───── ENTRIES PROVIDED ─────

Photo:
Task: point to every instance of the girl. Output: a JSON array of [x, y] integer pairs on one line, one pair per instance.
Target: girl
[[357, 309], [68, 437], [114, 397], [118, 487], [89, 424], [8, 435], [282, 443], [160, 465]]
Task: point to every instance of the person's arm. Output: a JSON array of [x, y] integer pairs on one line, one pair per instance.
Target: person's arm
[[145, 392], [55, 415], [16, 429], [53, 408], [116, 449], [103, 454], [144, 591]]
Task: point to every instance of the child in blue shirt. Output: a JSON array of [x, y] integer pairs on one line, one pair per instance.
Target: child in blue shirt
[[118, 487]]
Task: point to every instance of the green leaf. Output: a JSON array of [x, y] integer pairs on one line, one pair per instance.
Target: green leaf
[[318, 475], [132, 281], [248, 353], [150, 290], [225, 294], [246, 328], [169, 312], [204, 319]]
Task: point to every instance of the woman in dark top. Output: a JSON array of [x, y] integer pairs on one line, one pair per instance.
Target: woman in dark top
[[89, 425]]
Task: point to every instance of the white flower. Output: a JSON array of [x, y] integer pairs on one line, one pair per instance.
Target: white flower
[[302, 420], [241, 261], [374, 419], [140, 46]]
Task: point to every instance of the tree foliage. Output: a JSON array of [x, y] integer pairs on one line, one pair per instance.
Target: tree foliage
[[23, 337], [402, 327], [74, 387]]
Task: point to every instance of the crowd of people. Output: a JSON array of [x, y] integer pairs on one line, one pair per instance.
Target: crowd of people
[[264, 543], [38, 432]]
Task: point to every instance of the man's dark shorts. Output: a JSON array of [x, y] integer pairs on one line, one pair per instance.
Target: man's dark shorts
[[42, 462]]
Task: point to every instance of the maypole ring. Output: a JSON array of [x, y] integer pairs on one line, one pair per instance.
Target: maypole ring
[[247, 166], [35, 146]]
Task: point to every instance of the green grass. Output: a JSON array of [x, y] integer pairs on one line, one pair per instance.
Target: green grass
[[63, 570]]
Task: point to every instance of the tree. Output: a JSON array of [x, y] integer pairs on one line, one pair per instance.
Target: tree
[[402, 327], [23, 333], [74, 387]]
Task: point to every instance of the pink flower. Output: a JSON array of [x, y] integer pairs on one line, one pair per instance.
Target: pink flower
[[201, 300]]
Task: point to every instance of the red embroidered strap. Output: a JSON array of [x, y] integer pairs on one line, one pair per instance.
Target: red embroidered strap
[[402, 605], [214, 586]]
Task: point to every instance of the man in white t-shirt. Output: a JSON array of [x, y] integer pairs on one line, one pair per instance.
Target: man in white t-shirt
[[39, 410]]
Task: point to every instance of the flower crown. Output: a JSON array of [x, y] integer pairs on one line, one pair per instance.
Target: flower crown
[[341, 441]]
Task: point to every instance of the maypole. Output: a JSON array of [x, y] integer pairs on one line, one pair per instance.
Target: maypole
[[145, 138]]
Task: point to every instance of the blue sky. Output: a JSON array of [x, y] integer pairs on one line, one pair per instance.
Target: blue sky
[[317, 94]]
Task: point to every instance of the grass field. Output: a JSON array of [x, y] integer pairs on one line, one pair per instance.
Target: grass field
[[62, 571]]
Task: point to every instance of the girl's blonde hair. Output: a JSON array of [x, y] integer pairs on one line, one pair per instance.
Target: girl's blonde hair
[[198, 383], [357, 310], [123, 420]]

─────
───── ENTRIES PROVIDED ─────

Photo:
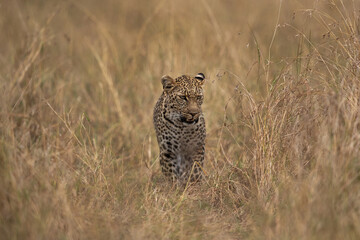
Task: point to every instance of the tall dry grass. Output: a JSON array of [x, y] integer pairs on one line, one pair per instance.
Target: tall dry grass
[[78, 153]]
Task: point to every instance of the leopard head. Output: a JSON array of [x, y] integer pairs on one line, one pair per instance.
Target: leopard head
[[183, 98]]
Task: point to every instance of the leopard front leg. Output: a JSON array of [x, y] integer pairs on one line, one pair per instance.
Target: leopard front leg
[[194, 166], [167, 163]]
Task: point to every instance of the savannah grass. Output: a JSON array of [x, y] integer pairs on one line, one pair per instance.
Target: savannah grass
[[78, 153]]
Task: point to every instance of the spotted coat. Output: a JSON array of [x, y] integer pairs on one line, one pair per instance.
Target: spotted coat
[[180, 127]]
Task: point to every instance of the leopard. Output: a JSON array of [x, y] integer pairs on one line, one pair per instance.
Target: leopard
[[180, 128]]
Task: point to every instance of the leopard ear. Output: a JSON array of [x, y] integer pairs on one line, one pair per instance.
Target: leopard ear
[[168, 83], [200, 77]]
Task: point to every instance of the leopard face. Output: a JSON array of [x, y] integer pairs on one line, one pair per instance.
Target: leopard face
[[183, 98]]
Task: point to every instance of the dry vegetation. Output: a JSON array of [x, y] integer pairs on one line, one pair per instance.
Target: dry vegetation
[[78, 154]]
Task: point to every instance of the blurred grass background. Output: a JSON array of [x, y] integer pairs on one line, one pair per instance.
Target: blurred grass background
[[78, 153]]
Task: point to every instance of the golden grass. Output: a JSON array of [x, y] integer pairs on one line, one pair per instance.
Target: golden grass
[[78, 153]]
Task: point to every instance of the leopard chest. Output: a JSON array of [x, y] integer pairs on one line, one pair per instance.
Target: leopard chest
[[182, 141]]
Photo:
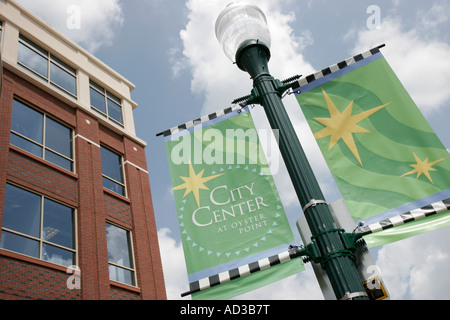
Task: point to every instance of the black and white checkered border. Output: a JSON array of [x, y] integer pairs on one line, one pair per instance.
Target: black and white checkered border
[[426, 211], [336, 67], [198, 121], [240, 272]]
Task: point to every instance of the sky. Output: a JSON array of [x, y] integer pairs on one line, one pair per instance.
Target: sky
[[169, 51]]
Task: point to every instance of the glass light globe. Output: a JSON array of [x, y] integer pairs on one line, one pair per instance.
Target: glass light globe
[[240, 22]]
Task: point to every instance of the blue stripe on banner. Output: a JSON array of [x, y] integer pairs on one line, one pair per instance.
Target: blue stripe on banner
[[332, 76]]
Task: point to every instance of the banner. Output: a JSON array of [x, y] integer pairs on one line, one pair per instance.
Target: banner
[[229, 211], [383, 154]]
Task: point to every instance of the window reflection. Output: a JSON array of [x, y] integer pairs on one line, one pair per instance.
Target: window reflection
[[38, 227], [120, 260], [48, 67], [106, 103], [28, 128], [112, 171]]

─────

- [TASK]: Update the part of the records that opens with the line containing "Task: point to every instance of the tree foliage." and closes with the line containing "[[264, 543], [38, 432]]", changing "crowd of people" to "group of people" and leaving everything else the same. Give back only those lines.

- [SOLUTION FOR THIS PROBLEM]:
Task: point to every instance of the tree foliage. Output: a JSON array of [x, y] integer pairs on one line, one pair per instance.
Target: tree foliage
[[23, 337], [402, 327], [74, 387]]
Task: point to every instance of the group of people. Output: a JSON array of [x, y] integer pairs on one line, one pair per instance.
Target: group of people
[[264, 543], [38, 432]]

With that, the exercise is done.